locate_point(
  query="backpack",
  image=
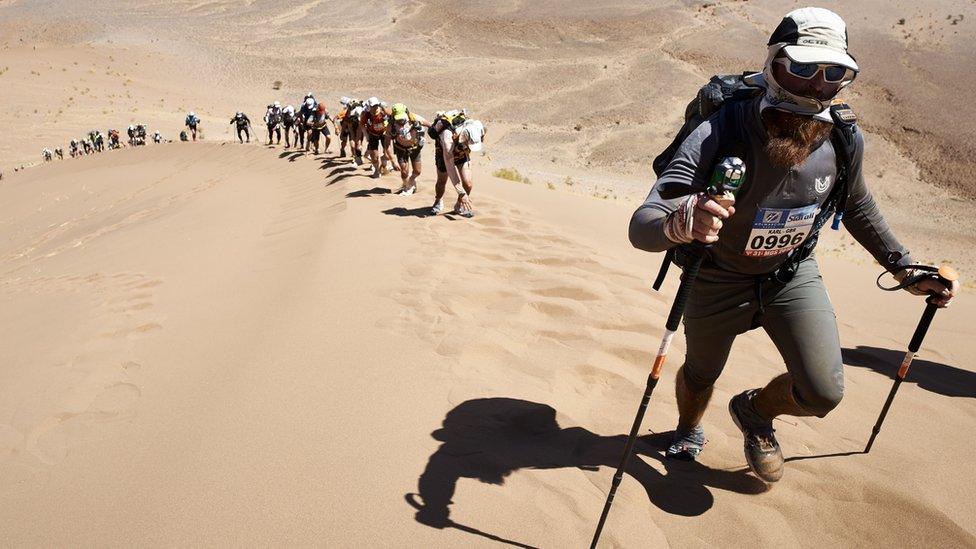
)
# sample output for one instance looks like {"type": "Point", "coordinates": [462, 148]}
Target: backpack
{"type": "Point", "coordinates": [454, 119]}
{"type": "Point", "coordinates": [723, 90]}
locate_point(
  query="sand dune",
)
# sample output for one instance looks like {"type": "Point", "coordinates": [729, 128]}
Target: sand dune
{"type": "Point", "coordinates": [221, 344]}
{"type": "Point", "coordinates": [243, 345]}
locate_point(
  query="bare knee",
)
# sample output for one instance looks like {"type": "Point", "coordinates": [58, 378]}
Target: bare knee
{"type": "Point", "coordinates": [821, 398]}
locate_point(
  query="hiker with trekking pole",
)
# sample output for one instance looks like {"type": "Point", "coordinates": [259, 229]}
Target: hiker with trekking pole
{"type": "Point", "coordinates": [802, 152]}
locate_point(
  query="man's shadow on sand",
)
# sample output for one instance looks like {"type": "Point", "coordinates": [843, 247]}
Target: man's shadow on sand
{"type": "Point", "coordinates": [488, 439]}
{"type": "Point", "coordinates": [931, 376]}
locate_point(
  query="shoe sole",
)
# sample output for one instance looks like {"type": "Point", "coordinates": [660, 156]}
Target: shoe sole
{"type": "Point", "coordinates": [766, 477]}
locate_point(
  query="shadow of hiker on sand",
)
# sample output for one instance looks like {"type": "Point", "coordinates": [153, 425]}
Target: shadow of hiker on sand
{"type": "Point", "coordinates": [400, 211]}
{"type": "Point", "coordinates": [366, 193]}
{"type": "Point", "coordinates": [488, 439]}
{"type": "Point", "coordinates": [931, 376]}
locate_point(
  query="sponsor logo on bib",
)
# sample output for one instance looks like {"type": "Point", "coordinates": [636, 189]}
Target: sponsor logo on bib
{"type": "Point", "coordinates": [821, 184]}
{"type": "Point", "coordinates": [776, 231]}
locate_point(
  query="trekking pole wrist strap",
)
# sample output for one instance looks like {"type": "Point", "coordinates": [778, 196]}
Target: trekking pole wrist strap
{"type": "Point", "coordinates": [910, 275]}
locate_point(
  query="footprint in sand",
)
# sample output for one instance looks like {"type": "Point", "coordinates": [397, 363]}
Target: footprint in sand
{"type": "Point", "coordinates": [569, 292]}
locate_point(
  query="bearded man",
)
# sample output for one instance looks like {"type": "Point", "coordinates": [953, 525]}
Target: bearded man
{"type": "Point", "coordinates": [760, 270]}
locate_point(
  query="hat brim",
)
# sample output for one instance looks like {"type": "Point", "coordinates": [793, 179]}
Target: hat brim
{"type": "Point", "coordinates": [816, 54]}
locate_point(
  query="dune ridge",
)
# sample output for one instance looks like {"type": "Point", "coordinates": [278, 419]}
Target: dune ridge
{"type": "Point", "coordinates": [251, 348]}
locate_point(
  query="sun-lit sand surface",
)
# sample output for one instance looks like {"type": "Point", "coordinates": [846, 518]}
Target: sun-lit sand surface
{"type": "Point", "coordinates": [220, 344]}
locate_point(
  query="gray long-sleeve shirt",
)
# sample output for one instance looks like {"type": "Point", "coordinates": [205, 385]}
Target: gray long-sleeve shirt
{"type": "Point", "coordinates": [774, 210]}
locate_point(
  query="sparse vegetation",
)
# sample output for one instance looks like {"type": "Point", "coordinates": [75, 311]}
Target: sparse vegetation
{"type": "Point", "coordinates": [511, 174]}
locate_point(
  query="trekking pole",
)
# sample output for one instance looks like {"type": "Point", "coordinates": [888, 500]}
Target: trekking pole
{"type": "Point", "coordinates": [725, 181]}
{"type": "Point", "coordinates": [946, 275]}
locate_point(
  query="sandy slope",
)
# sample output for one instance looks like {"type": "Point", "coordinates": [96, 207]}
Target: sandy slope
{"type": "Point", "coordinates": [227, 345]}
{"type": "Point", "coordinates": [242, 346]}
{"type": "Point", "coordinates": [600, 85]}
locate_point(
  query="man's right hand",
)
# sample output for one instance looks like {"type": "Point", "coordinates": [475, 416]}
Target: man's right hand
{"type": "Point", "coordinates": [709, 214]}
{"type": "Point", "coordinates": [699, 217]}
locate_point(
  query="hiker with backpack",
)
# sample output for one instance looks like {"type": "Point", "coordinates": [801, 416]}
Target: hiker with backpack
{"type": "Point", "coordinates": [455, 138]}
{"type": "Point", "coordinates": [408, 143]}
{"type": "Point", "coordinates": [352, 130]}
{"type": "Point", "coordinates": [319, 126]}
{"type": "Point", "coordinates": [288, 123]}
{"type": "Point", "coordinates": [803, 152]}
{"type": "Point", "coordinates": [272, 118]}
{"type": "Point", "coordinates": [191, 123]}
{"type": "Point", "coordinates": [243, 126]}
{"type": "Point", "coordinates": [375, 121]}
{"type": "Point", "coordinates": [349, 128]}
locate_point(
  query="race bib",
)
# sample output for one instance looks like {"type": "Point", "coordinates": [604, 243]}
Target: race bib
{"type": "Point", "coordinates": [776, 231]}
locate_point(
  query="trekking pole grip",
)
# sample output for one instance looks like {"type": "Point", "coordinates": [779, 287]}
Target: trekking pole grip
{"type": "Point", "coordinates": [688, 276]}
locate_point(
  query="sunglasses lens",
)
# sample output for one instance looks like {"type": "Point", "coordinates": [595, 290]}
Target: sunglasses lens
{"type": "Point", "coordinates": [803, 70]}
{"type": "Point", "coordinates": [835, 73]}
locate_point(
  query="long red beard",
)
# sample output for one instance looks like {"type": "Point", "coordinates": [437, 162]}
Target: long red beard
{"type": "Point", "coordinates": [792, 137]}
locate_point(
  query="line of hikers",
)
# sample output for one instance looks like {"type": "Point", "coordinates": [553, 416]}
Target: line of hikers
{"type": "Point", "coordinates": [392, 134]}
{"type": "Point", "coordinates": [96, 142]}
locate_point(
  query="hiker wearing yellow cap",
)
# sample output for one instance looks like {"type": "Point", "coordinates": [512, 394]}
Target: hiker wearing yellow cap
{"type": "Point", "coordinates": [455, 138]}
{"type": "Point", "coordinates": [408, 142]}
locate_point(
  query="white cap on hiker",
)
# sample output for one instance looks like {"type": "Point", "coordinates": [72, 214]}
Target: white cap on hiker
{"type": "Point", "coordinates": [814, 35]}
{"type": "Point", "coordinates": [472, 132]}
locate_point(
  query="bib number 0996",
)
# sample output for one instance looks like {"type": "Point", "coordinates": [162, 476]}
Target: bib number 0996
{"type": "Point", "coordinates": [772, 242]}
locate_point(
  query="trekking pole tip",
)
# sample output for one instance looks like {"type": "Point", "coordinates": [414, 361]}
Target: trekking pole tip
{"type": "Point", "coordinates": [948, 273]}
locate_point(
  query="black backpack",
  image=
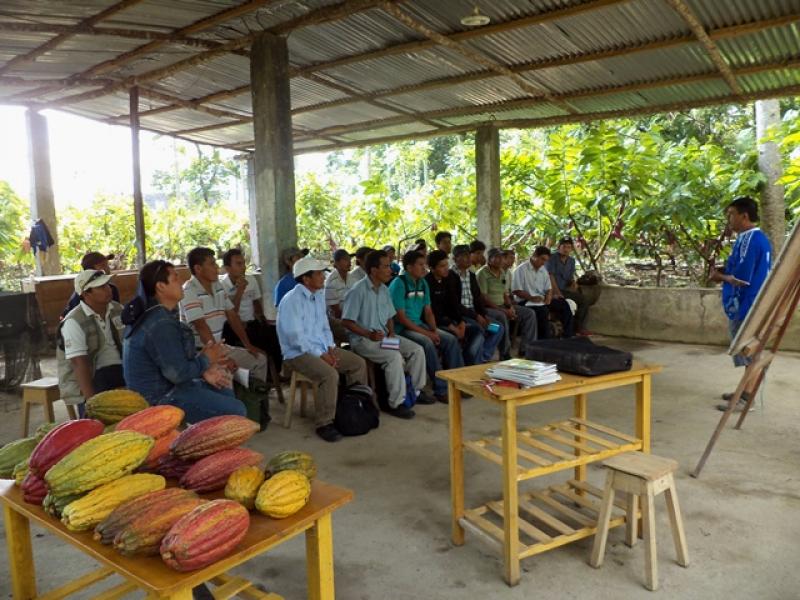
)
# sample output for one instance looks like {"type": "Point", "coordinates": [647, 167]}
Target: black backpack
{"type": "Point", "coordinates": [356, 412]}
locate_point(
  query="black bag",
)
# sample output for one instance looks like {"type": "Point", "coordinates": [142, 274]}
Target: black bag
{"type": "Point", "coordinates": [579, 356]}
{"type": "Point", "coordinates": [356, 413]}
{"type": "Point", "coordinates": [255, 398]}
● ● ● ● ●
→ WHAT YOU HAVE TO DO: Repeat all the records above exactly, leaving out any pictures.

→ EXERCISE RESULT:
locate_point(
  query="backpack",
  image=
)
# sample output for one instance looks like {"type": "Point", "coordinates": [462, 148]}
Target: backpack
{"type": "Point", "coordinates": [454, 119]}
{"type": "Point", "coordinates": [723, 90]}
locate_point(
  query="sand dune",
)
# sample output for one instance looks like {"type": "Point", "coordinates": [729, 128]}
Target: sand dune
{"type": "Point", "coordinates": [221, 344]}
{"type": "Point", "coordinates": [243, 345]}
locate_point(
  query="bare knee",
)
# sample output for one instance looks like {"type": "Point", "coordinates": [58, 378]}
Target: bare knee
{"type": "Point", "coordinates": [821, 398]}
locate_point(
  query="hiker with trekking pole",
)
# sample output for one instance looks like {"type": "Point", "coordinates": [259, 229]}
Target: hiker with trekking pole
{"type": "Point", "coordinates": [802, 152]}
locate_point(
  query="man's shadow on sand",
)
# sample output for one instance looks like {"type": "Point", "coordinates": [843, 247]}
Target: man's shadow on sand
{"type": "Point", "coordinates": [488, 439]}
{"type": "Point", "coordinates": [931, 376]}
locate_point(
  query="shoe sole",
)
# sample output for one instance looks like {"type": "Point", "coordinates": [660, 156]}
Target: shoe sole
{"type": "Point", "coordinates": [766, 477]}
locate_point(
  query="shadow of hiker on sand",
)
# sample output for one instance looks like {"type": "Point", "coordinates": [153, 425]}
Target: shadow of hiker on sand
{"type": "Point", "coordinates": [400, 211]}
{"type": "Point", "coordinates": [366, 193]}
{"type": "Point", "coordinates": [488, 439]}
{"type": "Point", "coordinates": [931, 376]}
locate_point(
  query="sponsor logo on bib",
)
# sample output for one instance looks like {"type": "Point", "coordinates": [636, 189]}
Target: sponsor logo on bib
{"type": "Point", "coordinates": [821, 184]}
{"type": "Point", "coordinates": [776, 231]}
locate_point(
  query="trekking pole wrist strap",
)
# sample output for one instance looks like {"type": "Point", "coordinates": [778, 196]}
Target: trekking pole wrist strap
{"type": "Point", "coordinates": [910, 275]}
locate_point(
  query="footprint in sand",
)
# sample output for one instance looks like {"type": "Point", "coordinates": [397, 363]}
Target: footprint in sand
{"type": "Point", "coordinates": [569, 292]}
locate_point(
  query="bearded man",
)
# sample output for one instance looks like {"type": "Point", "coordinates": [953, 525]}
Target: bearded man
{"type": "Point", "coordinates": [760, 270]}
locate_point(
  query="hat brim",
)
# sample output for one instance looks like {"type": "Point", "coordinates": [793, 179]}
Target: hat brim
{"type": "Point", "coordinates": [816, 54]}
locate_point(
  query="dune ridge",
)
# sample output for one instance looks like {"type": "Point", "coordinates": [278, 419]}
Target: dune ridge
{"type": "Point", "coordinates": [251, 348]}
locate_point(
  query="sun-lit sand surface",
)
# sample output for one instance looks like {"type": "Point", "coordinates": [846, 518]}
Target: sun-lit sand surface
{"type": "Point", "coordinates": [220, 344]}
locate_point(
  query="gray long-sleeve shirt",
)
# sample output for one instance looks like {"type": "Point", "coordinates": [205, 385]}
Target: gray long-sleeve shirt
{"type": "Point", "coordinates": [774, 210]}
locate_point(
  query="sparse vegetation",
)
# sample output for one instance looks like {"type": "Point", "coordinates": [75, 311]}
Target: sparse vegetation
{"type": "Point", "coordinates": [511, 174]}
locate_point(
  query="trekking pole",
)
# sample output for one instance looks like {"type": "Point", "coordinates": [888, 500]}
Target: trekking pole
{"type": "Point", "coordinates": [725, 181]}
{"type": "Point", "coordinates": [946, 275]}
locate_point(
  query="sandy slope",
)
# sample output for one instance looks like {"type": "Point", "coordinates": [96, 207]}
Target: sandy slope
{"type": "Point", "coordinates": [227, 345]}
{"type": "Point", "coordinates": [242, 346]}
{"type": "Point", "coordinates": [600, 85]}
locate_point(
  query="man's right hand",
)
# sample output for one instance looks like {"type": "Point", "coordinates": [475, 416]}
Target: man's right hand
{"type": "Point", "coordinates": [709, 214]}
{"type": "Point", "coordinates": [699, 217]}
locate_point(
  query="hiker with backpack",
)
# sample output for one instance looks like {"type": "Point", "coordinates": [801, 416]}
Target: hiker with backpack
{"type": "Point", "coordinates": [455, 138]}
{"type": "Point", "coordinates": [408, 143]}
{"type": "Point", "coordinates": [352, 130]}
{"type": "Point", "coordinates": [319, 126]}
{"type": "Point", "coordinates": [288, 123]}
{"type": "Point", "coordinates": [803, 152]}
{"type": "Point", "coordinates": [272, 118]}
{"type": "Point", "coordinates": [191, 123]}
{"type": "Point", "coordinates": [243, 126]}
{"type": "Point", "coordinates": [375, 121]}
{"type": "Point", "coordinates": [349, 128]}
locate_point(
  query="race bib",
)
# sample output for one instance looks like {"type": "Point", "coordinates": [604, 243]}
Target: race bib
{"type": "Point", "coordinates": [776, 231]}
locate_point(
  query="trekking pole grip",
)
# sample output for one instance looks like {"type": "Point", "coordinates": [779, 287]}
Target: trekking pole grip
{"type": "Point", "coordinates": [688, 276]}
locate_point(
  query="sunglasses lens",
)
# sample output for one instance looks like {"type": "Point", "coordinates": [595, 290]}
Target: sunglasses lens
{"type": "Point", "coordinates": [803, 70]}
{"type": "Point", "coordinates": [835, 73]}
locate_point(
  query="long red beard",
)
# sample output for one instance looks like {"type": "Point", "coordinates": [437, 162]}
Target: long red beard
{"type": "Point", "coordinates": [792, 137]}
locate_point(
  query="line of hikers",
)
# sample output for one instance looks like {"type": "Point", "coordinates": [553, 416]}
Target: line of hikers
{"type": "Point", "coordinates": [392, 134]}
{"type": "Point", "coordinates": [96, 142]}
locate_point(
  query="hiker wearing yellow cap",
)
# sample output for one instance looks like {"type": "Point", "coordinates": [512, 394]}
Target: hiker wearing yellow cap
{"type": "Point", "coordinates": [455, 138]}
{"type": "Point", "coordinates": [408, 142]}
locate_point(
  query="white cap on hiker",
)
# sample output for one instance looks like {"type": "Point", "coordinates": [72, 214]}
Target: white cap on hiker
{"type": "Point", "coordinates": [814, 35]}
{"type": "Point", "coordinates": [472, 132]}
locate_point(
  query="bib number 0996",
)
# sample output for one instance looks like {"type": "Point", "coordinates": [162, 476]}
Target: bib number 0996
{"type": "Point", "coordinates": [772, 242]}
locate_point(
  query="trekking pole tip",
)
# sample output for one instance looks like {"type": "Point", "coordinates": [414, 361]}
Target: trekking pole tip
{"type": "Point", "coordinates": [948, 273]}
locate_point(
  query="black backpack",
  image=
)
# sample output for one instance looks like {"type": "Point", "coordinates": [647, 167]}
Target: black backpack
{"type": "Point", "coordinates": [356, 412]}
locate_point(
  query="black bag",
)
# sample output for one instance looks like {"type": "Point", "coordinates": [142, 274]}
Target: black bag
{"type": "Point", "coordinates": [579, 356]}
{"type": "Point", "coordinates": [356, 413]}
{"type": "Point", "coordinates": [255, 398]}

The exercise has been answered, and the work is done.